> [Provided text]
_ _ _

NOT FOR PUBLICATION FILED
UNITED STATES COURT OF APPEALS MAY 21 2018
MOLLY C. DWYER, CLERK
U.S. COURT OF APPEALS
FOR THE NINTH CIRCUIT
OFFICE DEPOT, INC., No. 17-55125
Plaintiff-Appellant, D.C. No.
2:15-cv-02416-SVW-JPR
v.
AIG SPECIALTY INSURANCE MEMORANDUM*
COMPANY, FKA American International
Specialty Lines Insurance Company,
Defendant-Appellee.
Appeal from the United States District Court
for the Central District of California
Stephen V. Wilson, District Judge, Presiding
Argued and Submitted May 16, 2018
Pasadena, California
Before: WARDLAW, NGUYEN, and OWENS, Circuit Judges.
Office Depot, Inc. appeals from the district court’s judgment against AIG
Specialty Insurance Company (“AIG”). Office Depot alleged breach of contract
arising from AIG’s failure to indemnify and defend an underlying lawsuit brought
under the California False Claims Act (“CFCA”). As the parties are familiar with
*
This disposition is not appropriate for publication and is not precedent
except as provided by Ninth Circuit Rule 36-3.
the facts, we do not recount them here. We reverse and remand.
The district court erred in holding that California Insurance Code section
533 precludes insurance coverage of CFCA claims as a matter of law. Section 533
bars indemnification of “willful” wrongful conduct. See Cal. Ins. Code § 533 (“An
insurer is not liable for a loss caused by the wilful act of the insured; but he is not
exonerated by the negligence of the insured, or of the insured’s agents or others.”).
However, the CFCA requires only “reckless[ness]” regarding the truth or falsity of
the information in the claim, and does not require “[p]roof of specific intent to
defraud.” Cal. Gov’t Code § 12650(b)(3). Therefore, CFCA claims do not
necessarily involve the “willful” conduct required for preclusion under section 533.

_ _ _

(Excerpts of pointing data)
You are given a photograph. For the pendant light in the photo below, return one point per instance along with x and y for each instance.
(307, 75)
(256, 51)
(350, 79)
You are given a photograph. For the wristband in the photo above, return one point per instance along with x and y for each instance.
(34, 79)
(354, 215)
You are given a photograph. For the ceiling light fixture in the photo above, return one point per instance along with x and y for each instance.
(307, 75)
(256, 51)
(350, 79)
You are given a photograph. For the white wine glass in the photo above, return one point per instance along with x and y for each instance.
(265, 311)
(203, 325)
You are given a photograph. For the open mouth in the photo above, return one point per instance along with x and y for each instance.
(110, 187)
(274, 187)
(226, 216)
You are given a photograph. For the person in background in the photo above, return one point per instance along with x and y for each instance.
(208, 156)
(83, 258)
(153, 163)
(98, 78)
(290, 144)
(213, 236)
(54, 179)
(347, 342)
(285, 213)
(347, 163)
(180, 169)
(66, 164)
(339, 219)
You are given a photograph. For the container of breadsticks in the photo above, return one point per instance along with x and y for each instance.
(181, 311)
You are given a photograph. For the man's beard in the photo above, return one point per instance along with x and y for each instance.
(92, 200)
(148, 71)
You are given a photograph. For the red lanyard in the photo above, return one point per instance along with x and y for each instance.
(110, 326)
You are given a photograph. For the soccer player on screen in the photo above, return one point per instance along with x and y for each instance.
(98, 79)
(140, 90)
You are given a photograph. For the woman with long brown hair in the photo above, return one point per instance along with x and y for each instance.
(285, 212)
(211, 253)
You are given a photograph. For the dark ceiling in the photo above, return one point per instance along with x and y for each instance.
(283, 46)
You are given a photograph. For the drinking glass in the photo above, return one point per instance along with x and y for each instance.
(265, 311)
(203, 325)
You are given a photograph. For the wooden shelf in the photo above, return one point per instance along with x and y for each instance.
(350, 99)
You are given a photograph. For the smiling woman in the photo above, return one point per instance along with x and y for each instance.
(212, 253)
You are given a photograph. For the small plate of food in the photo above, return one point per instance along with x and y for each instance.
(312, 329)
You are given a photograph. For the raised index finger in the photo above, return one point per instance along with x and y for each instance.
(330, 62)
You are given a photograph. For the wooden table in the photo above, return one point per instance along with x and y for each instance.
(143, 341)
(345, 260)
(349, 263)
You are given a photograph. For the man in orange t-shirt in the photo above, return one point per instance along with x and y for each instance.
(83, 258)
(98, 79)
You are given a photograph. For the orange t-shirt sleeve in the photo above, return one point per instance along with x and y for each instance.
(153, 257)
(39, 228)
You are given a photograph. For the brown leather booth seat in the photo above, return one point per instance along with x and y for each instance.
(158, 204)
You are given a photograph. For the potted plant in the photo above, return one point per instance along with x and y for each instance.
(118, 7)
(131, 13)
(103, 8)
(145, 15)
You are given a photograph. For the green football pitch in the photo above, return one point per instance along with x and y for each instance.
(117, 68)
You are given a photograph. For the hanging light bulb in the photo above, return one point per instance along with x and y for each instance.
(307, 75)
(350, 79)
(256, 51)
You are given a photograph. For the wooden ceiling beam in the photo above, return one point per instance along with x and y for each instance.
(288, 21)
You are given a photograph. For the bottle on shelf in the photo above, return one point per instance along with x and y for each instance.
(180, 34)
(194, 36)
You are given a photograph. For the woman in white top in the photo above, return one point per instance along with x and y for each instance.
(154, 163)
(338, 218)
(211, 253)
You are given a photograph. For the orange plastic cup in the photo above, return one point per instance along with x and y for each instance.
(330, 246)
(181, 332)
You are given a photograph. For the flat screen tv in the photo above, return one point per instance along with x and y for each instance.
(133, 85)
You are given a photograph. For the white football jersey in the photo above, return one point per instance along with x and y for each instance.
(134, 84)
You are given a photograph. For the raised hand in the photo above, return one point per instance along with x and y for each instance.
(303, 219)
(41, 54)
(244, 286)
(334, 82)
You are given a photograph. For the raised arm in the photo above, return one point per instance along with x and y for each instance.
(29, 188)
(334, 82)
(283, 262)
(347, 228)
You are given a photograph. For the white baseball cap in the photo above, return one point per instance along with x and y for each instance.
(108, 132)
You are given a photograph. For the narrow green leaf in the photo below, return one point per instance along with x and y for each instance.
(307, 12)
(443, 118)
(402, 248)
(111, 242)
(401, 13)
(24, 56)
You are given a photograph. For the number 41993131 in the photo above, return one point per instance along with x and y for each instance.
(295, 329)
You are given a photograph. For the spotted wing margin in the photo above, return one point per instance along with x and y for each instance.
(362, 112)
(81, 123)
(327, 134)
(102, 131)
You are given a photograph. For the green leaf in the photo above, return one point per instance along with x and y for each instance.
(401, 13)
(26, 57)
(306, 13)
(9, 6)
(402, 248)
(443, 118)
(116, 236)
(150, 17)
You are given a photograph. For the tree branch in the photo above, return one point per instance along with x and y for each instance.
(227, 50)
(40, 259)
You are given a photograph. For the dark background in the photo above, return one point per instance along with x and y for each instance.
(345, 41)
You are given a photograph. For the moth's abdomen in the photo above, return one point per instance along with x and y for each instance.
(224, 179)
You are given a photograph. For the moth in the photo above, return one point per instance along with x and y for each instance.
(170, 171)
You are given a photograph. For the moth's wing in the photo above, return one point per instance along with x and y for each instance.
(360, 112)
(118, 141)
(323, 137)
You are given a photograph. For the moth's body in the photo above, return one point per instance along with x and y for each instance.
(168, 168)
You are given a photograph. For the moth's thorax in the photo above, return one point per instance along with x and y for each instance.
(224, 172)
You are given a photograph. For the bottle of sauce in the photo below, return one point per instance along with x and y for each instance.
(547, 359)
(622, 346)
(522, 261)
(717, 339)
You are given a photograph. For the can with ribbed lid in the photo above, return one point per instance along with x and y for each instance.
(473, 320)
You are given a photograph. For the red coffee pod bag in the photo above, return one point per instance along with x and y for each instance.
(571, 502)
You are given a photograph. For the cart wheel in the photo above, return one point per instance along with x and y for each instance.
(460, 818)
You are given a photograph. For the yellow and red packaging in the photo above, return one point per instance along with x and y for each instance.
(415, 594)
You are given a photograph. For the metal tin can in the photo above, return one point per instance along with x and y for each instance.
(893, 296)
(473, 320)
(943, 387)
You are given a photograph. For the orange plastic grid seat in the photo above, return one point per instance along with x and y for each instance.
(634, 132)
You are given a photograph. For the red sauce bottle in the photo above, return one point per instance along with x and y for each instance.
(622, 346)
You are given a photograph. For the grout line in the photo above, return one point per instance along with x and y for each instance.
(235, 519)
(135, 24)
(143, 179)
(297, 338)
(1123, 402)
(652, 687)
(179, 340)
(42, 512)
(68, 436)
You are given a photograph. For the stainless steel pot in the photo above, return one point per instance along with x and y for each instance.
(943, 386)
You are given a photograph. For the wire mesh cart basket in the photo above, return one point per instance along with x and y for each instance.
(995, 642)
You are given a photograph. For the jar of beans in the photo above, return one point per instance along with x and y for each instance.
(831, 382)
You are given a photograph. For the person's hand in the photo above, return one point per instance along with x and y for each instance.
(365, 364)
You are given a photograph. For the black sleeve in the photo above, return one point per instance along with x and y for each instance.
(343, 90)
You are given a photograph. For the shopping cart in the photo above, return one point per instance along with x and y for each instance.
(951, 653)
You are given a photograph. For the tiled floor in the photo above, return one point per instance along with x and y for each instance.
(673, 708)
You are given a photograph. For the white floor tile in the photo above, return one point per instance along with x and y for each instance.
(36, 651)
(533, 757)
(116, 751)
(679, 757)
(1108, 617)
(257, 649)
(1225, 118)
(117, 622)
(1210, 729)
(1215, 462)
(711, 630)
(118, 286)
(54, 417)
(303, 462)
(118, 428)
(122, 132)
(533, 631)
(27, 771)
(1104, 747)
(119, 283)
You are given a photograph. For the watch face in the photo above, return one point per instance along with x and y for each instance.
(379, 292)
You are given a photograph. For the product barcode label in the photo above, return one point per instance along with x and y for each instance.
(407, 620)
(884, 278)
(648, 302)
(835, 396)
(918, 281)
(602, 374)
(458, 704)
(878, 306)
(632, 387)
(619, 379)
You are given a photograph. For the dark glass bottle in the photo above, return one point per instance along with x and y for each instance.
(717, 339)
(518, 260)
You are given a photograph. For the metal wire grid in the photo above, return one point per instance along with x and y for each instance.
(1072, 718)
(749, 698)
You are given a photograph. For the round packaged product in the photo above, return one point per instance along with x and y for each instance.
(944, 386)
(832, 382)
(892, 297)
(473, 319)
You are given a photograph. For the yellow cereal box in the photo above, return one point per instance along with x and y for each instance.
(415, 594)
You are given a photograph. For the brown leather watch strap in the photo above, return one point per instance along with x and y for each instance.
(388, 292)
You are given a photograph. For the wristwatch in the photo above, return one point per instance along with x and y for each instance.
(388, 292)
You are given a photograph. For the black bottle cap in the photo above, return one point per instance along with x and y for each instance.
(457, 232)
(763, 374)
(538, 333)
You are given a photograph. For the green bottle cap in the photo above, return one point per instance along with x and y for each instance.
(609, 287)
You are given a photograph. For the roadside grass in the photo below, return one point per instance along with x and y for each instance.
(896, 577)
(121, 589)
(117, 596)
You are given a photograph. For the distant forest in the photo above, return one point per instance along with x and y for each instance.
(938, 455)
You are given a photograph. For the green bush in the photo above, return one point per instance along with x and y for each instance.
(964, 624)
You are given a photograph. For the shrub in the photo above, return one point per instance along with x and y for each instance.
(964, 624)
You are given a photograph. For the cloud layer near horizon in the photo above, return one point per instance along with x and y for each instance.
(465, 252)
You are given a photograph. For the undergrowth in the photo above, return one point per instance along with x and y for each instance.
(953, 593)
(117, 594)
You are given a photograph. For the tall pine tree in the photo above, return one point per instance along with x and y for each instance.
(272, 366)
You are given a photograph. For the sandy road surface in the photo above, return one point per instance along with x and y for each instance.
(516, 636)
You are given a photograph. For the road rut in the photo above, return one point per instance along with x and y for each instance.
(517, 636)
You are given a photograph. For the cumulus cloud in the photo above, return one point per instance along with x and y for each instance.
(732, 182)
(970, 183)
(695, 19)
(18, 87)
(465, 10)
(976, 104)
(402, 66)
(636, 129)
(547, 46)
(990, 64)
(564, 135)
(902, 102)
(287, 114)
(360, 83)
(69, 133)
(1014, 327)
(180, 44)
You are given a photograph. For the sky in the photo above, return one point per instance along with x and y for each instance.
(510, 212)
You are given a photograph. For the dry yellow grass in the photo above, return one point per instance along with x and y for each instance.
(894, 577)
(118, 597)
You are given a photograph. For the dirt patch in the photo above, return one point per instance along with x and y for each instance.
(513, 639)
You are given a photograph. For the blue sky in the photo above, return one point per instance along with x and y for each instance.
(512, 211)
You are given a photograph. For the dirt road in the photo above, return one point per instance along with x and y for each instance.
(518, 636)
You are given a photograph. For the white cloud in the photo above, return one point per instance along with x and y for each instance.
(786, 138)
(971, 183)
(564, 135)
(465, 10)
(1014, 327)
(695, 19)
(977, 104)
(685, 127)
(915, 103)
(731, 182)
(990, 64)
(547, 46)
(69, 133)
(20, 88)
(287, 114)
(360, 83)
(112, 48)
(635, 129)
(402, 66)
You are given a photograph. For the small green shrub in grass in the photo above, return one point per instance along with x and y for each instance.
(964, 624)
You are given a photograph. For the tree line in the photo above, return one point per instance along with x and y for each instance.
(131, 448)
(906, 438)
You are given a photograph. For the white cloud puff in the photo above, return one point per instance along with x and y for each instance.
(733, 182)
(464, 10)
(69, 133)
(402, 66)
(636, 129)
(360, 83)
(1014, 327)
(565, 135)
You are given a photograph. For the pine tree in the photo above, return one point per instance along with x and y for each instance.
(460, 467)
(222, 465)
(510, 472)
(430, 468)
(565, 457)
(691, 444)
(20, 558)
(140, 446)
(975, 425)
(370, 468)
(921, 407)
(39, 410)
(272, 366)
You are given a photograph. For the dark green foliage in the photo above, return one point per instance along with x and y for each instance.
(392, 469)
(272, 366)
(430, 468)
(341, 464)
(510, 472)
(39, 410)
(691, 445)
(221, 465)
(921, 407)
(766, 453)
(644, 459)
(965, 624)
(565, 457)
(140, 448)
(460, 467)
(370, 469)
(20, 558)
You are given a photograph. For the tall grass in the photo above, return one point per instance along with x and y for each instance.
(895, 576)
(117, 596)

_ _ _

> [Directives]
1 - Shorten the paragraph of the memorandum that begins "The district court erred in holding," keeping its main facts.
2 - Pull out every line of the records above that contains the string "wing", with case counting toward the match.

> [Written answers]
1 - The district court wrongly held that California Insurance Code section 533 rules out insurance coverage of CFCA claims as a matter of law. Section 533 bars indemnification only for "willful" wrongful conduct. The CFCA requires only recklessness about whether the information in a claim is true or false, and it does not require proof of specific intent to defraud (Cal. Gov't Code § 12650(b)(3)). CFCA claims therefore do not necessarily involve the willful conduct that section 533 requires for preclusion.

2 -
You are given a photograph. For the spotted wing margin in the photo above, return one point per instance along with x and y for each instance.
You are given a photograph. For the moth's wing in the photo above, return one point per instance along with x and y for each instance.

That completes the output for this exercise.